■ **EXERCISE DETAILS**
Copy every line of the items below without any change, leaving out the pictures.

Content starts

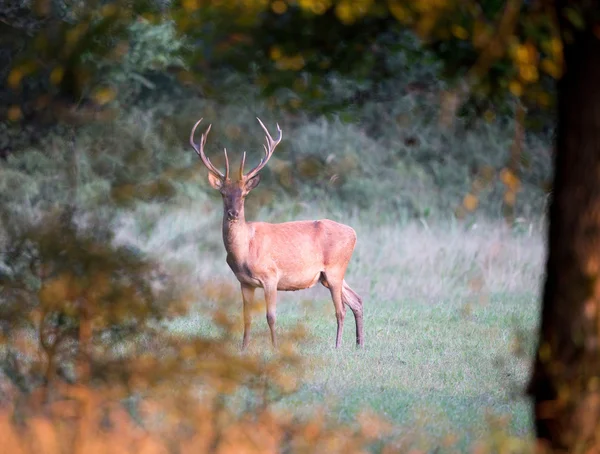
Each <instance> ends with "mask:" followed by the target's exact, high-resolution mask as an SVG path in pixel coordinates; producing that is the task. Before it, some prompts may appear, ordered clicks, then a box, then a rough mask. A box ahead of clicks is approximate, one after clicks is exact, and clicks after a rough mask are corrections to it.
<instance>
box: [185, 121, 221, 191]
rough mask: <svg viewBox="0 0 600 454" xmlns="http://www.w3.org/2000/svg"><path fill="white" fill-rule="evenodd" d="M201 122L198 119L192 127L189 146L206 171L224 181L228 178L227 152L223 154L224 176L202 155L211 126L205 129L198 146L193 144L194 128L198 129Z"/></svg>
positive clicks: (194, 144) (204, 154) (195, 131)
mask: <svg viewBox="0 0 600 454" xmlns="http://www.w3.org/2000/svg"><path fill="white" fill-rule="evenodd" d="M202 120H203V119H202V118H200V120H198V121H197V122H196V124H195V125H194V127H193V128H192V133H191V134H190V145H191V146H192V148H193V149H194V150H195V151H196V154H197V155H198V156H199V157H200V159H201V160H202V162H203V164H204V165H205V166H206V168H207V169H208V171H209V172H211V173H212V174H214V175H215V176H218V177H219V178H221V179H223V180H226V179H227V178H228V177H229V160H228V159H227V152H225V166H226V171H225V172H226V175H223V174H222V173H221V172H220V171H219V169H217V168H216V167H215V166H214V165H213V164H212V162H210V159H208V158H207V157H206V155H205V154H204V145H205V144H206V138H207V137H208V133H209V131H210V128H211V126H212V124H210V125H208V128H206V132H205V133H204V134H202V135H201V136H200V146H198V145H196V143H195V142H194V134H195V133H196V128H197V127H198V125H199V124H200V122H201V121H202Z"/></svg>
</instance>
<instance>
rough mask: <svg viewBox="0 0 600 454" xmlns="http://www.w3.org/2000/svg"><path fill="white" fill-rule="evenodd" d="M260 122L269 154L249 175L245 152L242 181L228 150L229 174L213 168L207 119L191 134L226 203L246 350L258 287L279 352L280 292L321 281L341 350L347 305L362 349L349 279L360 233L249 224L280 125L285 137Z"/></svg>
mask: <svg viewBox="0 0 600 454" xmlns="http://www.w3.org/2000/svg"><path fill="white" fill-rule="evenodd" d="M256 119H257V120H258V122H259V123H260V126H261V127H262V129H263V130H264V132H265V134H266V137H265V139H266V144H264V145H263V147H264V150H265V155H264V156H263V157H262V159H261V160H260V162H259V163H258V165H257V166H256V167H254V168H253V169H252V170H250V171H249V172H248V173H246V174H244V164H245V161H246V152H244V153H243V155H242V160H241V165H240V169H239V173H238V178H237V180H236V181H234V180H233V179H232V178H230V173H229V159H228V157H227V149H226V148H225V149H224V150H223V151H224V153H225V174H223V173H222V172H221V171H220V170H219V169H217V168H216V167H215V166H214V165H213V164H212V163H211V161H210V159H209V158H208V157H207V156H206V154H205V152H204V147H205V144H206V139H207V137H208V133H209V132H210V128H211V126H212V125H211V124H210V125H209V126H208V128H207V129H206V131H205V132H204V133H203V134H202V135H201V138H200V142H199V143H198V144H196V142H195V141H194V136H195V132H196V128H197V127H198V125H199V124H200V123H201V122H202V118H200V120H198V121H197V122H196V124H195V125H194V127H193V128H192V132H191V134H190V144H191V146H192V147H193V149H194V150H195V152H196V154H197V155H198V156H199V157H200V160H201V161H202V163H203V164H204V166H205V167H206V168H207V169H208V182H209V184H210V186H211V187H212V188H213V189H216V190H218V191H219V192H220V194H221V196H222V199H223V224H222V229H223V243H224V245H225V250H226V252H227V258H226V261H227V264H228V265H229V268H231V271H233V274H234V275H235V277H236V278H237V280H238V281H239V282H240V285H241V293H242V301H243V314H244V334H243V340H242V351H245V350H246V349H247V348H248V343H249V340H250V327H251V323H252V319H251V308H252V306H253V304H254V293H255V290H256V289H257V288H262V289H263V291H264V295H265V302H266V312H267V323H268V325H269V330H270V334H271V343H272V346H273V347H274V348H277V337H276V334H275V321H276V317H277V307H276V306H277V292H278V291H296V290H302V289H307V288H310V287H313V286H314V285H315V284H316V283H317V282H320V283H321V284H322V285H323V286H325V287H326V288H328V289H329V291H330V293H331V299H332V300H333V305H334V307H335V316H336V319H337V333H336V339H335V348H336V349H337V348H339V347H340V345H341V342H342V332H343V329H344V317H345V315H346V306H348V307H349V308H350V309H351V310H352V313H353V314H354V321H355V323H356V344H357V347H362V345H363V302H362V298H361V297H360V296H359V295H358V294H357V293H356V292H355V291H354V290H352V288H350V286H349V285H348V284H347V283H346V280H345V279H344V275H345V274H346V269H347V267H348V264H349V262H350V259H351V257H352V253H353V252H354V247H355V245H356V240H357V236H356V232H355V231H354V229H353V228H352V227H349V226H347V225H344V224H340V223H337V222H334V221H331V220H329V219H321V220H315V221H293V222H283V223H278V224H272V223H267V222H248V221H246V218H245V215H244V201H245V199H246V197H247V196H248V194H249V193H250V191H252V190H253V189H254V188H256V187H257V186H258V183H259V182H260V174H259V172H260V171H261V170H262V169H263V168H264V167H265V165H266V164H267V162H268V161H269V159H270V158H271V156H272V155H273V152H274V151H275V148H276V147H277V145H279V143H280V142H281V139H282V135H283V132H282V131H281V128H280V127H279V124H277V130H278V132H279V137H278V138H277V140H274V139H273V138H272V137H271V134H270V133H269V131H268V130H267V128H266V126H265V125H264V124H263V122H262V121H261V120H260V118H258V117H256Z"/></svg>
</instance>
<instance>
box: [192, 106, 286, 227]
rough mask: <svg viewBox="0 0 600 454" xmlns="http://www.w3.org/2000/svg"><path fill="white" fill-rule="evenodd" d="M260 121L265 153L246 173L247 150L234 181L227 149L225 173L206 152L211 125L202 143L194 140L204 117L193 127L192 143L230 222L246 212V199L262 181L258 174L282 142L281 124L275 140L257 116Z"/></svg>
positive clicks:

Content ends

■ **OUTPUT FOR THIS EXERCISE**
Each <instance> ends with "mask:" followed by the target's exact, high-resolution mask as an SVG path in pixel coordinates; producing that is the task. Before it, some prompts may appear, ordered clicks, then a box, then a rough mask. A box ahead of clicks is approximate, one after clicks is exact, and clicks after a rough mask are corrections to it.
<instance>
box: [185, 121, 221, 191]
rough mask: <svg viewBox="0 0 600 454" xmlns="http://www.w3.org/2000/svg"><path fill="white" fill-rule="evenodd" d="M201 122L198 119L192 127L189 146L206 171L224 181L228 178L227 152L223 154L224 176L202 155L211 126L205 129L198 146L193 144L194 128L198 129Z"/></svg>
positive clicks: (194, 144) (204, 154) (195, 131)
mask: <svg viewBox="0 0 600 454" xmlns="http://www.w3.org/2000/svg"><path fill="white" fill-rule="evenodd" d="M202 120H203V119H202V118H200V120H198V121H197V122H196V124H195V125H194V127H193V128H192V133H191V134H190V145H191V146H192V148H193V149H194V150H195V151H196V154H197V155H198V156H199V157H200V159H201V160H202V162H203V164H204V165H205V166H206V168H207V169H208V171H209V172H211V173H212V174H214V175H215V176H218V177H219V178H221V179H223V180H226V179H227V178H228V177H229V160H228V159H227V152H225V166H226V171H225V172H226V175H223V174H222V173H221V172H220V171H219V169H217V168H216V167H215V166H214V165H213V164H212V162H210V159H208V158H207V157H206V155H205V154H204V145H205V144H206V138H207V137H208V133H209V131H210V128H211V126H212V124H210V125H208V128H206V132H205V133H204V134H202V135H201V136H200V146H198V145H196V143H195V142H194V134H195V133H196V128H197V127H198V125H199V124H200V122H201V121H202Z"/></svg>
</instance>
<instance>
rough mask: <svg viewBox="0 0 600 454" xmlns="http://www.w3.org/2000/svg"><path fill="white" fill-rule="evenodd" d="M260 122L269 154L249 175L245 152L242 181L228 150L229 174L213 168L207 119L191 134L226 203L246 350L258 287L279 352L280 292L321 281L341 350L347 305L362 349L349 279L360 233L249 224L280 125L285 137Z"/></svg>
mask: <svg viewBox="0 0 600 454" xmlns="http://www.w3.org/2000/svg"><path fill="white" fill-rule="evenodd" d="M256 119H257V120H258V122H259V123H260V126H261V127H262V129H263V130H264V132H265V134H266V137H265V139H266V144H264V145H263V147H264V150H265V155H264V156H263V157H262V159H261V160H260V162H259V163H258V165H257V166H256V167H254V168H253V169H252V170H250V171H249V172H248V173H246V174H244V164H245V161H246V152H244V153H243V155H242V160H241V165H240V169H239V173H238V178H237V180H236V181H234V180H233V179H232V178H230V173H229V159H228V157H227V149H226V148H225V149H224V150H223V151H224V153H225V174H223V173H222V172H221V171H220V170H219V169H217V168H216V167H215V166H214V165H213V164H212V163H211V161H210V159H209V158H208V157H207V156H206V154H205V152H204V147H205V144H206V139H207V137H208V133H209V132H210V128H211V126H212V125H211V124H210V125H209V126H208V128H207V129H206V131H205V132H204V133H203V134H202V135H201V138H200V142H199V143H198V144H196V142H195V141H194V136H195V132H196V128H197V127H198V125H199V124H200V123H201V122H202V118H200V120H198V121H197V122H196V124H195V125H194V127H193V128H192V132H191V134H190V144H191V146H192V147H193V149H194V150H195V152H196V154H197V155H198V156H199V157H200V160H201V161H202V163H203V164H204V166H205V167H206V168H207V169H208V182H209V184H210V186H211V187H212V188H213V189H216V190H218V191H219V192H220V194H221V196H222V199H223V224H222V229H223V243H224V245H225V250H226V252H227V258H226V261H227V264H228V265H229V268H231V271H233V274H234V275H235V277H236V278H237V280H238V281H239V282H240V285H241V293H242V301H243V314H244V334H243V340H242V351H245V350H246V349H247V348H248V343H249V340H250V327H251V323H252V319H251V308H252V306H253V304H254V293H255V290H256V289H257V288H262V289H263V291H264V295H265V302H266V312H267V323H268V325H269V330H270V334H271V343H272V346H273V347H274V348H277V337H276V334H275V321H276V317H277V307H276V306H277V292H278V291H296V290H302V289H307V288H310V287H313V286H314V285H315V284H316V283H317V282H320V283H321V284H322V285H323V286H325V287H326V288H328V289H329V291H330V293H331V299H332V300H333V305H334V307H335V316H336V319H337V333H336V339H335V348H336V349H337V348H339V347H340V345H341V342H342V332H343V329H344V317H345V315H346V306H348V307H349V308H350V309H351V310H352V313H353V314H354V321H355V323H356V344H357V347H362V345H363V302H362V298H361V297H360V296H359V295H358V294H357V293H356V292H355V291H354V290H352V288H350V286H349V285H348V284H347V283H346V280H345V279H344V275H345V274H346V269H347V267H348V264H349V262H350V259H351V257H352V253H353V252H354V247H355V245H356V240H357V236H356V232H355V231H354V229H353V228H352V227H349V226H347V225H344V224H340V223H337V222H334V221H331V220H329V219H321V220H315V221H293V222H283V223H278V224H272V223H267V222H248V221H246V218H245V215H244V201H245V199H246V197H247V196H248V194H249V193H250V191H252V190H253V189H254V188H256V187H257V186H258V183H259V182H260V174H259V172H260V171H261V170H262V169H263V168H264V167H265V165H266V164H267V162H268V161H269V159H270V158H271V156H272V155H273V152H274V151H275V148H276V147H277V145H279V143H280V142H281V139H282V135H283V132H282V131H281V128H280V127H279V124H277V130H278V132H279V137H278V138H277V140H274V139H273V138H272V137H271V134H270V133H269V131H268V130H267V128H266V126H265V125H264V124H263V122H262V121H261V120H260V118H258V117H256Z"/></svg>
</instance>
<instance>
box: [192, 106, 286, 227]
rough mask: <svg viewBox="0 0 600 454" xmlns="http://www.w3.org/2000/svg"><path fill="white" fill-rule="evenodd" d="M260 121L265 153L246 173L247 150L234 181L227 149L225 173L206 152L211 125L202 143L194 140L204 117L193 127L192 143L230 222L246 212V199L262 181L258 174L282 142L281 124L275 140L257 116Z"/></svg>
positive clicks:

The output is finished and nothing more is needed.